Soft materials are fundamentally less dimensionally stable. Their low modulus means they deform under their own weight and under measurement fixtures. The values above assume measurement 48 hours post-molding at 23±2°C, with the part supported on a fixture that constrains it to the molded shape. Without a fixture, the measured tolerance will be wider — not because the part is wrong, but because the measurement method introduces variation.

Factors That Determine Achievable Tolerance

1. Material Selection: The Largest Variable

As the tables above show, material choice sets the tolerance floor. An engineer specifying ±0.05mm on an unfilled PP part at 150mm is asking for something the material cannot deliver regardless of mold quality. The polymer’s shrinkage is what it is — no amount of tooling precision can eliminate it.

Quick decision guide:

You need tight tolerances?You can tolerate wider tolerances?
Use amorphous: ABS, PC, PC/ABS, PMMASemi-crystalline is fine: PP, PE, PA, POM
Add glass fibre (reduces shrinkage, adds stiffness)Unfilled may be acceptable
Consider post-mold fixturing (cooling jigs)Standard free-cooling cycle

2. Part Size: Linear Scaling

Tolerance does not scale linearly with dimension, but it widens with part size. A 5mm dimension in ABS can hold ±0.12mm. A 200mm dimension in the same material can hold approximately ±0.55–0.65mm.

§ **REQUIRED TASK**: Retype everything from "Soft materials are" down to "method introduces variation." in the passage on molded-part tolerances.

Excerpts from a pointing dataset:
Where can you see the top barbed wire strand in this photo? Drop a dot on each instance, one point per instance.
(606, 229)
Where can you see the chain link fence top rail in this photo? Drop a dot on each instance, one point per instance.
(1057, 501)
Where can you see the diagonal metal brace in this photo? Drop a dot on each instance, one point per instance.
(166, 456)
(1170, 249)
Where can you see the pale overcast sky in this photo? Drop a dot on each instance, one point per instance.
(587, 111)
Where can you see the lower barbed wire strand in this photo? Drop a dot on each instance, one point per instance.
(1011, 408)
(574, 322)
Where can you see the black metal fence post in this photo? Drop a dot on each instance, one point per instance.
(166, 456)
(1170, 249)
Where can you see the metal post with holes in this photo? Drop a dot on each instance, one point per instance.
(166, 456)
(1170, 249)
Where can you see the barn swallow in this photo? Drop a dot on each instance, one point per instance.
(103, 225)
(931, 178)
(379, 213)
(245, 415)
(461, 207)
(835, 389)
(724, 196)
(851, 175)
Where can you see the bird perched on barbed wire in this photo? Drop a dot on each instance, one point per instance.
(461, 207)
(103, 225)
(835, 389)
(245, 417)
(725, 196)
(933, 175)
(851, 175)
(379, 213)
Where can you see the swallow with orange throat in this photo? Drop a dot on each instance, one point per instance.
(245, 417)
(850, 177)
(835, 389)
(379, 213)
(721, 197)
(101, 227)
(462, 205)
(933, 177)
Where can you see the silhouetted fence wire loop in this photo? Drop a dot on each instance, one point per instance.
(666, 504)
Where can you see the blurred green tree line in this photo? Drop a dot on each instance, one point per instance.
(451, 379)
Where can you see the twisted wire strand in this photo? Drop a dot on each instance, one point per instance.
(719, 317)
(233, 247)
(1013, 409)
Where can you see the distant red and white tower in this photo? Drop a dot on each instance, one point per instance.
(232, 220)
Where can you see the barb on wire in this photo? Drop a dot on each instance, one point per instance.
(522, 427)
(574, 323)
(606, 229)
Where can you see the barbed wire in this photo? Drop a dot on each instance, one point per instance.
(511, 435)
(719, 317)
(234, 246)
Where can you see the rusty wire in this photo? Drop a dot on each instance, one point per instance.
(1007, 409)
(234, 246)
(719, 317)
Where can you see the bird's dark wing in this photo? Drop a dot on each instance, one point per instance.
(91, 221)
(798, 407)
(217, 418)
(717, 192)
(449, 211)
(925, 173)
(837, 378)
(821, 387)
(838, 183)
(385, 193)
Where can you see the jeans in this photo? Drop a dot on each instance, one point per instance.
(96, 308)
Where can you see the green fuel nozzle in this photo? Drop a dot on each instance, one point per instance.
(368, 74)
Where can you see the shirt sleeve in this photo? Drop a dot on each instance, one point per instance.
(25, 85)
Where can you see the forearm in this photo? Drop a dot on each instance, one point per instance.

§ **RESPONSE TO THIS EXERCISE**:
Soft materials are fundamentally less dimensionally stable. Their low modulus means they deform under their own weight and under measurement fixtures. The values above assume measurement 48 hours post-molding at 23±2°C, with the part supported on a fixture that constrains it to the molded shape. Without a fixture, the measured tolerance will be wider — not because the part is wrong, but because the measurement method introduces variation.